* [To do]:
1. Answer these questions from the text titled "Teach me to Walk With You":
(a) How long will Uncle John and Stephen be staying?
(b) At what time was the narrator done for the day?
(c) How does Paul's flashlight recharge?
2. In the text titled "Teach me to Walk With You," shorten the paragraph beginning "'A walk?' said Paul" while keeping its main facts.

* [Selected text]:
================

Teach me to Walk With You

I was home today getting the house ready for visitors arriving from England on Saturday. Paul's Uncle John and cousin Stephen are staying with us for two weeks. It's amazing how many things need to move from one spot to another in a house, in order to be ready for guests.

Stephen has never been here before, in fact he has never been out of England before, so this trip is a big deal. We share a love of nature and photography. He loves chess too, but I can't help him there!

Later in the day I made the humungous shepherd's pie that I didn't have time to make for cell group last night, to be stowed in the freezer for the next arrival of a hungry horde.

Finally, at 7.30, I was done for today, and it was time for a walk.

"A walk?" said Paul, looking over the top of his reading glasses at the clock on the wall, "It's getting dark, you ought to take a flashlight." And he got up and went upstairs, wincing as he went with pain from his sore joints, on a love errand. Beside his bed he had a small but bright flashlight that recharges by pumping its handle. He demonstrated. I thought it sounded like a banshee.

Next I had to recruit a friend to come with me. I stood at the top of the stairs leading to Brenda's apartment and asked her if I could take Molson for a "w-a-l-k." Then I asked him, without spelling the word this time. He was up the stairs in seconds. Before I could open it, his nose was to the crack in the front door; he couldn't wait to be out there.

The evening was sultry and moist, as if it might rain at any moment. Molson trotted politely beside me. He's recently been groomed and the hairs that followed the curve of his head and the edges of his ears, shone silvery in the dusk.

================

* [Recorded data]:
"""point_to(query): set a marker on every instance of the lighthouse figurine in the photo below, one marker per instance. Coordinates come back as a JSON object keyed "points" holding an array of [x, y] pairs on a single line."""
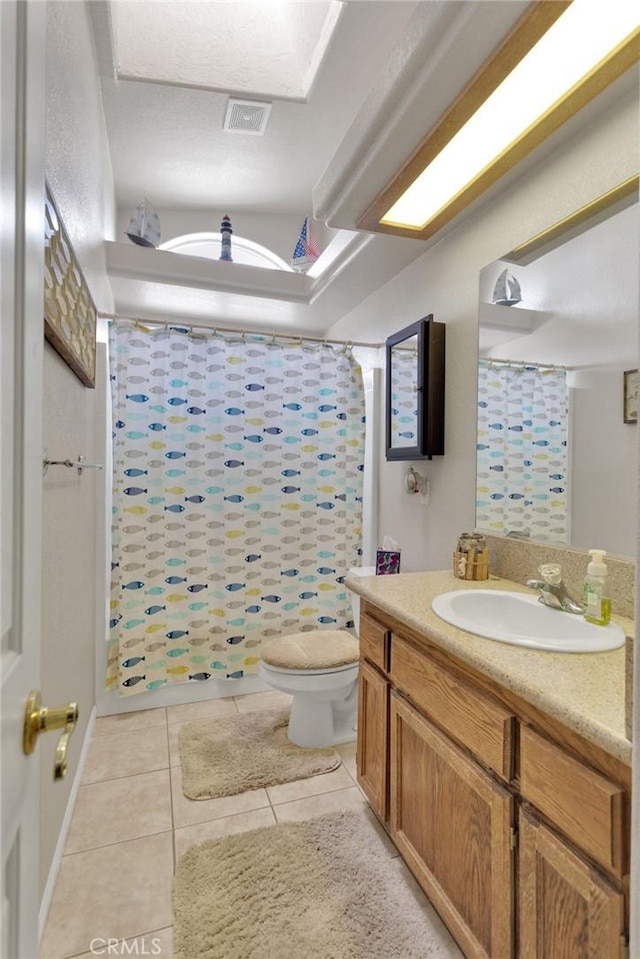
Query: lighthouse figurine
{"points": [[225, 234]]}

================

* [Final results]:
1.
(a) Two weeks.
(b) At 7.30.
(c) By pumping its handle.

2. Seeing it was getting dark, Paul said the narrator ought to take a flashlight. Despite his sore joints, he went upstairs and fetched the small, bright flashlight from beside his bed, which recharges by pumping its handle. When he demonstrated it, the narrator thought it sounded like a banshee.